> **Supplied records**
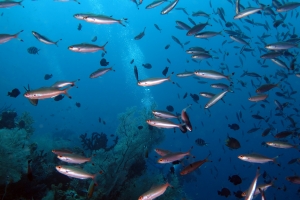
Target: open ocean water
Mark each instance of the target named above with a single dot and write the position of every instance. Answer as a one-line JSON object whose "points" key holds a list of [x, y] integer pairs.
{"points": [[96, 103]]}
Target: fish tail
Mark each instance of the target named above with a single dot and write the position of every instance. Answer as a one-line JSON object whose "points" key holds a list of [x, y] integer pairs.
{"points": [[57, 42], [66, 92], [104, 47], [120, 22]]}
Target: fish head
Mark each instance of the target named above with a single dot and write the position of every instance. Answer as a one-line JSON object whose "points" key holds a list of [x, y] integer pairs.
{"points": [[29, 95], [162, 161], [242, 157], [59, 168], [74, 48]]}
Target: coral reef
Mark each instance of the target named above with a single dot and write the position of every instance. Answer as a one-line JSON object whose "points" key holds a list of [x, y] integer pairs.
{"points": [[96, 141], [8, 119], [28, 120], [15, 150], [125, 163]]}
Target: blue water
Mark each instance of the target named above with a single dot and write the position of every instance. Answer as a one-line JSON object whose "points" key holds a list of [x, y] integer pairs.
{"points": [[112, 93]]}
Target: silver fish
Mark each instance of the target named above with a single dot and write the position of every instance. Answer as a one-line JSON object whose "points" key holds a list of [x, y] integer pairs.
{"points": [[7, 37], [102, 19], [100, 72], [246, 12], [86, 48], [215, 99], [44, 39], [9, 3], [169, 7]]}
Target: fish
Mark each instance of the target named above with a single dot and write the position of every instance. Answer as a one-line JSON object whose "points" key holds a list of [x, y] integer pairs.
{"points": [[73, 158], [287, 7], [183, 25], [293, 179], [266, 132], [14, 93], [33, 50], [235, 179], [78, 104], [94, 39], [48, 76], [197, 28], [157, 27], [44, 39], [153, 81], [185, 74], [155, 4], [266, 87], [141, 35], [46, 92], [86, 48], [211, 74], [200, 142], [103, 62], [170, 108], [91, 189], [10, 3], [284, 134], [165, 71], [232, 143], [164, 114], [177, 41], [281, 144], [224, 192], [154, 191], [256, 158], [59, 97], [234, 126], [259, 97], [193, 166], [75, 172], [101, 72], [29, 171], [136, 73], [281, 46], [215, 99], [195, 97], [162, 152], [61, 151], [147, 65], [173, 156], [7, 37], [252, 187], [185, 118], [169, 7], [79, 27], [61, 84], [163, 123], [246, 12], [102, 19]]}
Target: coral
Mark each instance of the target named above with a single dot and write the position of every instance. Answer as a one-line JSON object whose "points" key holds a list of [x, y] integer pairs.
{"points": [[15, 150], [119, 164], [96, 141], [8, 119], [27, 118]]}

> **Work request**
Exactly as written, restate the listing above with its pictures omitted.

> **Exercise response**
Target: open ocean water
Mark each instance of the target named above with a single dot and write the position of every instance. Answer as a one-line JSON object whose "points" key holds a list of [x, y] integer pairs.
{"points": [[96, 103]]}
Target: fish tail
Mark each instance of the target named above with a single dot and write the position of every instance. Answer as a one-line JSON object whose "points" key holds a list of [x, y] integer pairs.
{"points": [[57, 42], [66, 92], [104, 47], [120, 22]]}
Target: fish head
Mark each instance of the target named above with a single dot and write the position of every instance. Answer as a one-line JSON object whose "points" key holds a list of [x, y] integer pairs.
{"points": [[29, 95], [162, 161], [242, 157], [59, 168], [74, 48]]}
Target: coral reef
Mark each instance of the target named above with a single dot and write the position of every instance. Answer as a one-line JSON object whose "points" key holds a list of [x, y] integer pairs.
{"points": [[96, 141], [8, 119], [28, 120], [15, 150], [125, 163]]}
Target: blue water
Mark each instance of the target named above with a single dot and write the position of every instance. Answer as a one-line JSON object whose "points" key holds a list of [x, y] integer pairs.
{"points": [[112, 93]]}
Target: silver fish
Mark each instance of the target named above with a single dot and write the position of every instance. Answer as a one-line JSON object whose "points" key holds a list of [x, y] integer pairs.
{"points": [[7, 37], [102, 19], [100, 72], [246, 12], [86, 48], [215, 99], [44, 39], [9, 3], [169, 7]]}
Target: fish
Mark each instance of the target named above with a single dot and write the position of every instance. Answer as a one-line JSON object whose "points" key holds a list of [x, y] integer pairs.
{"points": [[73, 158], [287, 7], [183, 25], [293, 179], [266, 132], [14, 93], [33, 50], [235, 179], [78, 104], [94, 39], [48, 76], [197, 28], [157, 27], [44, 39], [153, 81], [185, 74], [155, 4], [266, 87], [141, 35], [46, 92], [86, 48], [211, 74], [200, 142], [103, 62], [170, 108], [91, 189], [10, 3], [284, 134], [165, 71], [232, 143], [164, 114], [177, 41], [281, 144], [224, 192], [154, 191], [256, 158], [59, 97], [234, 126], [259, 97], [193, 166], [75, 172], [101, 72], [29, 171], [136, 73], [281, 46], [215, 99], [195, 97], [162, 152], [61, 151], [147, 65], [173, 156], [7, 37], [252, 187], [185, 118], [169, 7], [79, 27], [61, 84], [163, 123], [246, 12], [102, 19]]}
Target: coral
Mark each instance of the target named above with a single dot and write the position of every instance. Answer as a one-line JSON object whose "points" key holds a list of [x, y] integer pairs.
{"points": [[15, 150], [119, 164], [96, 141], [8, 119], [27, 118]]}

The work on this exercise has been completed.